GOAL OF THE EXERCISE >>
Extract every line of the material below that contains the string "brown".
---- DATA EXCERPTS
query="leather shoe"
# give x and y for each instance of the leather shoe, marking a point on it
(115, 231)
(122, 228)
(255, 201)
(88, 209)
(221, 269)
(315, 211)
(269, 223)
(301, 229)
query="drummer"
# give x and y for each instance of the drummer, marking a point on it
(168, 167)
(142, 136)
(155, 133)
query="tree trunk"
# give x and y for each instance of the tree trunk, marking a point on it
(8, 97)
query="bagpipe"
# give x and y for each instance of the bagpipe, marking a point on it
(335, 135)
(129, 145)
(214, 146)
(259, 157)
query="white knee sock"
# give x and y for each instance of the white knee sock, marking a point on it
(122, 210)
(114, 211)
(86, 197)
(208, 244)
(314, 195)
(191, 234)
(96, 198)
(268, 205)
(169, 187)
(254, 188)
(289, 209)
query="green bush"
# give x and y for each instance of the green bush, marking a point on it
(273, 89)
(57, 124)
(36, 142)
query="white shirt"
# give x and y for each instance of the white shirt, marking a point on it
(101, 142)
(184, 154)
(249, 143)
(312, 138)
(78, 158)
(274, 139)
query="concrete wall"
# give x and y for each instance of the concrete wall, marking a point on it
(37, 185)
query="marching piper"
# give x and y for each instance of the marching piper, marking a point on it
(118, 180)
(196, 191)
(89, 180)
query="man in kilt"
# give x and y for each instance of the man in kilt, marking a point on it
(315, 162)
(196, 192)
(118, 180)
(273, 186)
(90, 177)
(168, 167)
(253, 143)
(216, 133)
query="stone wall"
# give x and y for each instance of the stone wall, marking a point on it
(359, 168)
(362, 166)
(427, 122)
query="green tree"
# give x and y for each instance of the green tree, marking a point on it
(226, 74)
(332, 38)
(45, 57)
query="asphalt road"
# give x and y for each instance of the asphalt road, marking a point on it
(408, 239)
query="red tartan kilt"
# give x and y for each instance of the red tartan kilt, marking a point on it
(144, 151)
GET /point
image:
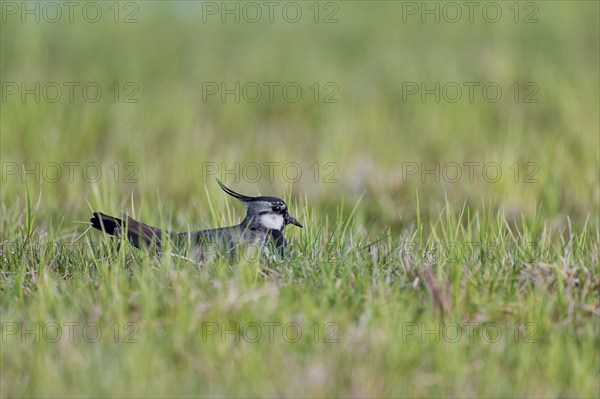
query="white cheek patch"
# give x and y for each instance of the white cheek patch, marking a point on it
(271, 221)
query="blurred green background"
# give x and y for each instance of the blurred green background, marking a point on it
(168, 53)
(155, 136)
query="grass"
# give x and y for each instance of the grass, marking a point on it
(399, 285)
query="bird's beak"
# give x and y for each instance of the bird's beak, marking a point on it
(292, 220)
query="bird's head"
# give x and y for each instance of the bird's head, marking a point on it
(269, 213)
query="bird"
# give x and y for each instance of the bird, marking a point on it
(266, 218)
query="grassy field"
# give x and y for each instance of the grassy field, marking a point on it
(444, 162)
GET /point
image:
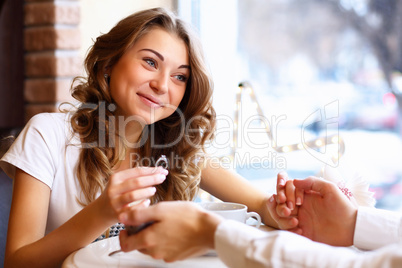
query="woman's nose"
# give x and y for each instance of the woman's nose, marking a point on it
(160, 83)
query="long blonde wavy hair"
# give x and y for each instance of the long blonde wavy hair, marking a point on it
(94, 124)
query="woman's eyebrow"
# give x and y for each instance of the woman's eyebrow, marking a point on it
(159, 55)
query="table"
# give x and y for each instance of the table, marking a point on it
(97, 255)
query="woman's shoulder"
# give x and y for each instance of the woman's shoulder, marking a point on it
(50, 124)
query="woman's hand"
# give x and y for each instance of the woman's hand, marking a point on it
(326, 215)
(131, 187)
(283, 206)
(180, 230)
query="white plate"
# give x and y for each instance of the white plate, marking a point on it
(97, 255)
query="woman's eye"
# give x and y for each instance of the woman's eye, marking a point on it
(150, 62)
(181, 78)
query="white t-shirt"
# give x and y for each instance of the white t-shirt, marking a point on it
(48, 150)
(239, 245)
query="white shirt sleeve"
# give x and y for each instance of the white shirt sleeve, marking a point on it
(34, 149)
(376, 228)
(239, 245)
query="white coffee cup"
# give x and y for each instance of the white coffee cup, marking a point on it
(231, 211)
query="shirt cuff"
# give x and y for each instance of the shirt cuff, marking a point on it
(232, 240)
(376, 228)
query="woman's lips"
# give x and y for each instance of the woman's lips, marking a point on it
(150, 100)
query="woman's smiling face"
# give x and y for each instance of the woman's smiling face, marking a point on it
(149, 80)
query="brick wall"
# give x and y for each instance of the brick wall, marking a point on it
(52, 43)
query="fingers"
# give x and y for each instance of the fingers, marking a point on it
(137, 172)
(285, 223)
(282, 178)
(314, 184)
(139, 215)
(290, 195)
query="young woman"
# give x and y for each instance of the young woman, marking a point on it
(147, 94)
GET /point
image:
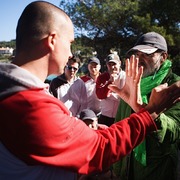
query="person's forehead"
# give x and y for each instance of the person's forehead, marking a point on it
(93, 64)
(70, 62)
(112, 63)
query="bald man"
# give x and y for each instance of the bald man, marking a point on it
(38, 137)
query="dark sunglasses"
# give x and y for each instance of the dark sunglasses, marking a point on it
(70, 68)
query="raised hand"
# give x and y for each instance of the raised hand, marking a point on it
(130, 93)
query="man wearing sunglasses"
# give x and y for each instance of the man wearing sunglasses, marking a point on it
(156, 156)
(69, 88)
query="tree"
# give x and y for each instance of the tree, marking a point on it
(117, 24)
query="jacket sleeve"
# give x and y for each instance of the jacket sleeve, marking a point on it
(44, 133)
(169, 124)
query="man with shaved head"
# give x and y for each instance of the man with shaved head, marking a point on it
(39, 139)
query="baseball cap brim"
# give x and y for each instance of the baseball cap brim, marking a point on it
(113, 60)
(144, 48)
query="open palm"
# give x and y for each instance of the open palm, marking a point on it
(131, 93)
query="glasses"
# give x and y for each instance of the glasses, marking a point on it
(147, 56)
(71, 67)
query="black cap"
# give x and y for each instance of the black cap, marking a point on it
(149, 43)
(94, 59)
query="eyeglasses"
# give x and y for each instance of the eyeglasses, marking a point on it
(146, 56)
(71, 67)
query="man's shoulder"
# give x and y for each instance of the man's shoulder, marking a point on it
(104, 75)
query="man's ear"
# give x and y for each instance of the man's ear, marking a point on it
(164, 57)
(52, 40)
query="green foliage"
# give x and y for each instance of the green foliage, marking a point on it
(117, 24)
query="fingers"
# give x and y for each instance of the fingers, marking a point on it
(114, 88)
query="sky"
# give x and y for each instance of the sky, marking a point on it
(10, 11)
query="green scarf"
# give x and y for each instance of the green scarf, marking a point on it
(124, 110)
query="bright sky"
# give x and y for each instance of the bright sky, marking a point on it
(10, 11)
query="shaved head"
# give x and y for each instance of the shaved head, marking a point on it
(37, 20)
--------
---- DATA EXCERPTS
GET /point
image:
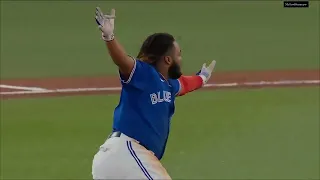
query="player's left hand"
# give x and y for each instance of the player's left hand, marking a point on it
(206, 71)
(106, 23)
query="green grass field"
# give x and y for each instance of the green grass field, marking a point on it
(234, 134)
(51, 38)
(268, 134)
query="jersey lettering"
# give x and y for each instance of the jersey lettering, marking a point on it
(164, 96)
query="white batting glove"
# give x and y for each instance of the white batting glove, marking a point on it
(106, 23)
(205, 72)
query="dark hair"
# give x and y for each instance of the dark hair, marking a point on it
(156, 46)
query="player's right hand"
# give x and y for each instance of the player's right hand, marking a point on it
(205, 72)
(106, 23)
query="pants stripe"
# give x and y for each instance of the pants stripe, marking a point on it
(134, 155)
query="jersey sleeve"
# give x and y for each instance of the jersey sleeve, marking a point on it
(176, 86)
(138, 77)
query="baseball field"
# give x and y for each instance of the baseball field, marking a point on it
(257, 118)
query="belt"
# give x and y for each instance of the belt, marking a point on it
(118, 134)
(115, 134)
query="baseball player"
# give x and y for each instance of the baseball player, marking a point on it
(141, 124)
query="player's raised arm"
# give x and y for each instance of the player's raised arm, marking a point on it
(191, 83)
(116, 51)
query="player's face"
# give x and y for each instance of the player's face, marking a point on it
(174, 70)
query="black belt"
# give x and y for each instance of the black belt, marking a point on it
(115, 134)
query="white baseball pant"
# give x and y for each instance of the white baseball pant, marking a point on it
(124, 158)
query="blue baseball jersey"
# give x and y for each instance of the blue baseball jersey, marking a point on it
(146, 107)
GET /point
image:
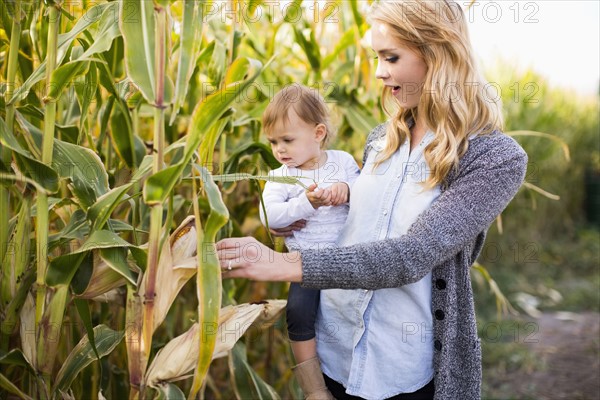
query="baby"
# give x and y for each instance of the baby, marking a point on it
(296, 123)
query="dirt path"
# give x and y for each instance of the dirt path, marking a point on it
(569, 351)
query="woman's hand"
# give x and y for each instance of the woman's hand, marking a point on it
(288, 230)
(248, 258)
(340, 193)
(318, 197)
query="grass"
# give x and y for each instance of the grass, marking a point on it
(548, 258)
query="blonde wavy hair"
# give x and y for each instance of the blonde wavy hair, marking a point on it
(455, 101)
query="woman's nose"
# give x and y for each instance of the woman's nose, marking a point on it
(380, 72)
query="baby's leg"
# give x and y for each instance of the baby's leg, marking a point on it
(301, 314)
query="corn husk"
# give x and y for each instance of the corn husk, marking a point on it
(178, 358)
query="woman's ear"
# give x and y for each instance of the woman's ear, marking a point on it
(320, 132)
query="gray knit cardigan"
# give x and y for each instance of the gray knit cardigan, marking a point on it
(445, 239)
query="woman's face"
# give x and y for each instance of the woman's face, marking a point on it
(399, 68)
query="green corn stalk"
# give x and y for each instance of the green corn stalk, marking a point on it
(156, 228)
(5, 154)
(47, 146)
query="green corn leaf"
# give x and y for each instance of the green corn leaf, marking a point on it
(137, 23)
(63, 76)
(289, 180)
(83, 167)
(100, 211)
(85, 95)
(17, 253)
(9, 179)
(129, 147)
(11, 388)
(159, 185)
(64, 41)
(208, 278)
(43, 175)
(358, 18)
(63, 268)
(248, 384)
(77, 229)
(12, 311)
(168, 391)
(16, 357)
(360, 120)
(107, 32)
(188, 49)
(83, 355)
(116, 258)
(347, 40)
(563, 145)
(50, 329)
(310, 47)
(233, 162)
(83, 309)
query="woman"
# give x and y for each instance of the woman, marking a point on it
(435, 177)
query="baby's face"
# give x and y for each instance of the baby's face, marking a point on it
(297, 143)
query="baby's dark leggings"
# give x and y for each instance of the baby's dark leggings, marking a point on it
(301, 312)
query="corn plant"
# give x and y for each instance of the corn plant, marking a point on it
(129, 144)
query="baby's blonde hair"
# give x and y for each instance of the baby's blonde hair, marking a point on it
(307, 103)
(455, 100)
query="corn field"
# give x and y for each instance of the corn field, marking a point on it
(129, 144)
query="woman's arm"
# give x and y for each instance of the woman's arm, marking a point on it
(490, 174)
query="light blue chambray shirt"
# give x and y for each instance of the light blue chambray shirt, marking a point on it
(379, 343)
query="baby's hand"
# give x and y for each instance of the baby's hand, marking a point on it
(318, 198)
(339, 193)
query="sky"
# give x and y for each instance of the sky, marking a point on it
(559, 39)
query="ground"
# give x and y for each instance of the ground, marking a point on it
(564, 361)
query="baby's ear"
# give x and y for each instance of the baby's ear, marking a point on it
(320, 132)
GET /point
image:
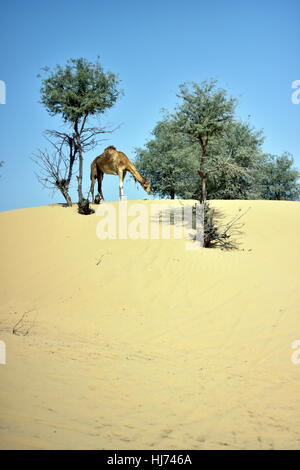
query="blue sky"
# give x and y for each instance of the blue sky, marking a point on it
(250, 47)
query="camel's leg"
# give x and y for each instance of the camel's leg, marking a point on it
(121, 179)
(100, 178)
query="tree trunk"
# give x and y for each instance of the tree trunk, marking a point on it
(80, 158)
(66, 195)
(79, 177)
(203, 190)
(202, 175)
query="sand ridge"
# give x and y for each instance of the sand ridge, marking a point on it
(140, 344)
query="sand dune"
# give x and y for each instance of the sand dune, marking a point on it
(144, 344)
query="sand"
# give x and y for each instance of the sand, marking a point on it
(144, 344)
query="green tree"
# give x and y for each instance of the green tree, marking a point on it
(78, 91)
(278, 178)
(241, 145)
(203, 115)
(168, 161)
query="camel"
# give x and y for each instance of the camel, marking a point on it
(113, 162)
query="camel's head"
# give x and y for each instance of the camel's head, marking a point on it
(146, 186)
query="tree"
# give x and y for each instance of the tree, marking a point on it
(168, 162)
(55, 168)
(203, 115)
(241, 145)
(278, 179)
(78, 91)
--------
---- DATA EXCERPTS
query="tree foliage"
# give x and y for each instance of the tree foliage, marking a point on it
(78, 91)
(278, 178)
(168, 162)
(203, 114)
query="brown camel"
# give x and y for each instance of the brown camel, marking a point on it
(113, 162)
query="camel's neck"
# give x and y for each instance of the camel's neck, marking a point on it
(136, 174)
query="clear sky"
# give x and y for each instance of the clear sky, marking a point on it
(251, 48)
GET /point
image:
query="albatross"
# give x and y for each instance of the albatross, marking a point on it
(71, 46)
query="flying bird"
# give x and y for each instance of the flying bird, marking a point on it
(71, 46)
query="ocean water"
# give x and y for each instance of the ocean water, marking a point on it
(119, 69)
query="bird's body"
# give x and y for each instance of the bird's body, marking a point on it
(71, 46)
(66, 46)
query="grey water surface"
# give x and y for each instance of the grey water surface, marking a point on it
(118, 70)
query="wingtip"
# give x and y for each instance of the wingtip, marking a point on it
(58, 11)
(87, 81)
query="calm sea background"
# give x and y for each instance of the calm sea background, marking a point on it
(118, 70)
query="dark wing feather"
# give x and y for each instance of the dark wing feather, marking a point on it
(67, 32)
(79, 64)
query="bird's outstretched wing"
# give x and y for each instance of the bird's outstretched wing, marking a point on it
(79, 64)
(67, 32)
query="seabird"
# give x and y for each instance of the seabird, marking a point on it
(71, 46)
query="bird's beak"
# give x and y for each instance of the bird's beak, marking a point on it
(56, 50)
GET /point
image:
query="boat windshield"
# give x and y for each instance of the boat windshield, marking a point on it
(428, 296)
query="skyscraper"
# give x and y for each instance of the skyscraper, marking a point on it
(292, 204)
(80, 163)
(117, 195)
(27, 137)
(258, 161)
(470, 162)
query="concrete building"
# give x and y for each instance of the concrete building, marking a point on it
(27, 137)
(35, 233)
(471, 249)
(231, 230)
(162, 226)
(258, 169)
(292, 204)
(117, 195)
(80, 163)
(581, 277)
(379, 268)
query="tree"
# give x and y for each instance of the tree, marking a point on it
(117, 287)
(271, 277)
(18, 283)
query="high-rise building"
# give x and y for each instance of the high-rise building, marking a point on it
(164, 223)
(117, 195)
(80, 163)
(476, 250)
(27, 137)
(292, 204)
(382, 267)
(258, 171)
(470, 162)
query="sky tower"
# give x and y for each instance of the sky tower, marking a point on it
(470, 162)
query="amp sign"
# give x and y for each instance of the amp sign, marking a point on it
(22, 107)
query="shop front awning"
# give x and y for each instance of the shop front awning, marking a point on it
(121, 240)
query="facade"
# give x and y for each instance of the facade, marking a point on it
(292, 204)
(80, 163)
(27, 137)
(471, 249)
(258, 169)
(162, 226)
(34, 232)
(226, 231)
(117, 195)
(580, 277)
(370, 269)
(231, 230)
--------
THE SOLUTION >>
query="brown camel"
# give x and y for each instance of the brown camel, marking a point on it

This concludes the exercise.